Report each line of the data below that contains the string "stalk", copied whole. Matches must have the same case.

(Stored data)
--------------------------------------------------
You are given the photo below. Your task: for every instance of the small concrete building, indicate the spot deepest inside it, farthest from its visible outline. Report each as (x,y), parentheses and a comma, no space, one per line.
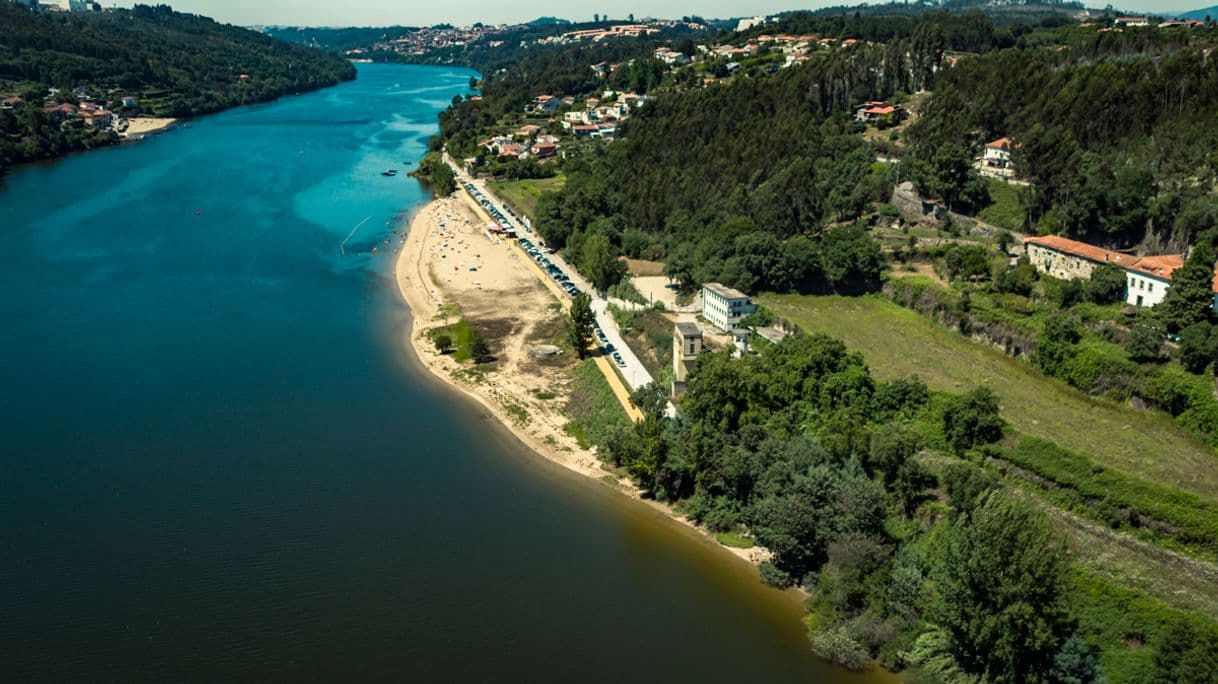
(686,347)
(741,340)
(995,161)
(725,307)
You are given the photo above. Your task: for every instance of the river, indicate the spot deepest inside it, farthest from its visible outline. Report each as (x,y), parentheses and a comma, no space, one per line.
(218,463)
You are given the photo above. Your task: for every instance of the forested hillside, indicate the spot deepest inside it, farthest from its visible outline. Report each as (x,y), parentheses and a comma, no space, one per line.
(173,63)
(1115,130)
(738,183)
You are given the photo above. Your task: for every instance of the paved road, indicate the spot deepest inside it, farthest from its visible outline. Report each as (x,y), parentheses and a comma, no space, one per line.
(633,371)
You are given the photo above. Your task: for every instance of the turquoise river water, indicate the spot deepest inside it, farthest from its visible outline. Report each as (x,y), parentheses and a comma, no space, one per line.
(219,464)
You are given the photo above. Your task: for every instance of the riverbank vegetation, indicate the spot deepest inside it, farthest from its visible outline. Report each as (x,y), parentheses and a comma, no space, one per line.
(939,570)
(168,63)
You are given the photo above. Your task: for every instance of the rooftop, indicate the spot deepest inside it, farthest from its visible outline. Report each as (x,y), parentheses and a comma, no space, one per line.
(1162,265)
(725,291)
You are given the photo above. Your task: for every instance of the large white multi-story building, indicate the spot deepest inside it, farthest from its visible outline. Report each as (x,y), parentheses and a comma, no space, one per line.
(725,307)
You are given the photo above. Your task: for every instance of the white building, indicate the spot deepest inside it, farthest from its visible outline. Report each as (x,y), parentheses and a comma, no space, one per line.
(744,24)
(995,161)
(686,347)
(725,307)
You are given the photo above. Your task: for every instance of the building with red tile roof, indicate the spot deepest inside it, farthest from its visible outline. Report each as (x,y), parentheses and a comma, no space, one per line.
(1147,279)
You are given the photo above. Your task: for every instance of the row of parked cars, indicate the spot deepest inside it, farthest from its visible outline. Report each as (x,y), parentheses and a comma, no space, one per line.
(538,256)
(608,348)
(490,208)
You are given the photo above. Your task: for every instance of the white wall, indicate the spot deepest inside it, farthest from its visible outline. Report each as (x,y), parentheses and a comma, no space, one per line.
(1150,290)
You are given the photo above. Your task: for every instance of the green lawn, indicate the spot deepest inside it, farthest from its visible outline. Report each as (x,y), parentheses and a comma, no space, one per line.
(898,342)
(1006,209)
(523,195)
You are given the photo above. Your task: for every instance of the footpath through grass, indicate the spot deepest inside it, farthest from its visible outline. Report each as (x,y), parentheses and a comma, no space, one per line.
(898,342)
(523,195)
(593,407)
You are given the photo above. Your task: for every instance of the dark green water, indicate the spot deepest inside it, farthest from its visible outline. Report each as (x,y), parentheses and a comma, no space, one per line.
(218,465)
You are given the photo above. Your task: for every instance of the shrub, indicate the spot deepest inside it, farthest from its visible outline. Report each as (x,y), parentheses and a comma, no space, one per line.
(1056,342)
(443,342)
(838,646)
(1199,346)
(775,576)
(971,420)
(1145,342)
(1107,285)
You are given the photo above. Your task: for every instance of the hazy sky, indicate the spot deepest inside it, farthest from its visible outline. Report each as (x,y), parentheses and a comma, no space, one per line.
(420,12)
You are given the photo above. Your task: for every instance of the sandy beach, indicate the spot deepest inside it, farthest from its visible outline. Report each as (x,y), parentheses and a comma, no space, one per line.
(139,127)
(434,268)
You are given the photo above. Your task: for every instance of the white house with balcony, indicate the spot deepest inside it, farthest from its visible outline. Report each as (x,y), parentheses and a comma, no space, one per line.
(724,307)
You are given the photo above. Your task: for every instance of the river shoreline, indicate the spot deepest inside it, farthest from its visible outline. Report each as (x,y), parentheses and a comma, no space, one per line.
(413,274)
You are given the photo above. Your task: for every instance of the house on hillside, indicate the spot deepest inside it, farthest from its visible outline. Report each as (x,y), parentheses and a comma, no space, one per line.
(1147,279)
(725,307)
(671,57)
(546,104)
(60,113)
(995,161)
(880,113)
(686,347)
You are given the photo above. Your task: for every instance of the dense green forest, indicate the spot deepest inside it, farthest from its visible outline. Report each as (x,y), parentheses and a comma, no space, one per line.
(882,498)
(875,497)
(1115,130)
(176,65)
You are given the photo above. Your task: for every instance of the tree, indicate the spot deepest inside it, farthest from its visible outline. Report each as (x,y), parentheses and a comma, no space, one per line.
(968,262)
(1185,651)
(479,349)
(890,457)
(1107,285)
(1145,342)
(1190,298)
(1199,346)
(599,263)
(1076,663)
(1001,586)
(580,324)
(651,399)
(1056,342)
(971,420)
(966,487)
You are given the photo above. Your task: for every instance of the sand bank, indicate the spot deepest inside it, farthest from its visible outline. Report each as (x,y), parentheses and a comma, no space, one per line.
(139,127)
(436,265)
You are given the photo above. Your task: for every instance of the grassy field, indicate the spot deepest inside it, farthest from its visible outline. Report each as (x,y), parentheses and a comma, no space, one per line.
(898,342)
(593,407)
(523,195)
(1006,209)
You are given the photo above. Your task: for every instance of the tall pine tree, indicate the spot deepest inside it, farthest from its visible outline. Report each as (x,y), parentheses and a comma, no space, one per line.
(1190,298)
--------------------------------------------------
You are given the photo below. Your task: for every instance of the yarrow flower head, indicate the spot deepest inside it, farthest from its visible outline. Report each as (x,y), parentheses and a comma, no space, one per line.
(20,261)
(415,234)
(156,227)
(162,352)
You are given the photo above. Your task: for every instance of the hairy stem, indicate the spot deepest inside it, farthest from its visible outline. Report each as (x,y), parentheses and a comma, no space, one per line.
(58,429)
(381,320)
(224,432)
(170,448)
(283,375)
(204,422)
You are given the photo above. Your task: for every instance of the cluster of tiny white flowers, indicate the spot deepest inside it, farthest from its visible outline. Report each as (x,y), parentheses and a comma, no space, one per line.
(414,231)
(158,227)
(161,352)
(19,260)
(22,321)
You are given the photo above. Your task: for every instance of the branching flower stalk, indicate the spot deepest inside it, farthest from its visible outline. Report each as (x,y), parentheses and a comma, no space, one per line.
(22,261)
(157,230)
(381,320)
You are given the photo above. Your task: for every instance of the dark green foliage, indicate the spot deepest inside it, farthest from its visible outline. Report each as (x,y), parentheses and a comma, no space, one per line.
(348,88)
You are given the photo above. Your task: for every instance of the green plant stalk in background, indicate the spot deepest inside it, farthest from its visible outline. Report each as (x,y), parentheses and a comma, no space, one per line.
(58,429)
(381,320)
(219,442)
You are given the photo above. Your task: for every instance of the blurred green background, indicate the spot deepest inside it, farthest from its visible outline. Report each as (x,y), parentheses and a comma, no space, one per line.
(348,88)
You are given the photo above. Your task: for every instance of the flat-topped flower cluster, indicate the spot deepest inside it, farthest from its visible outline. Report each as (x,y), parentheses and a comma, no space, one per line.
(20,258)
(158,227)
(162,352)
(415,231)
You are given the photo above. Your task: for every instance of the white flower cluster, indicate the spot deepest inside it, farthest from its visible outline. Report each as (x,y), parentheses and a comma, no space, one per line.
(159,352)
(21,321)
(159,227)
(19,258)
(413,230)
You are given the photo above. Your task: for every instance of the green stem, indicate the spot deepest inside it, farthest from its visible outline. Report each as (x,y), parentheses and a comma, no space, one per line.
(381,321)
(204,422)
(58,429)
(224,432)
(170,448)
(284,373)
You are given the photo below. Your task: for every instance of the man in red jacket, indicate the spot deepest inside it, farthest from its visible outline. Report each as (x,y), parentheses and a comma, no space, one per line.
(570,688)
--------------------------------------------------
-- Problem solution --
You are given the photo above. Your task: for every instance of the branching flower stalk, indicate the spot deepest inside it, farthest from its visible outline. Report each as (x,y), parentheses and a comma, no space, one per line.
You are given the photo above. Your task: for every instance of the green plant stalk in background, indicate the spot deepest inside it, farthest from its visible outline. Report each as (x,y), parentheses and a comma, no space, one per line.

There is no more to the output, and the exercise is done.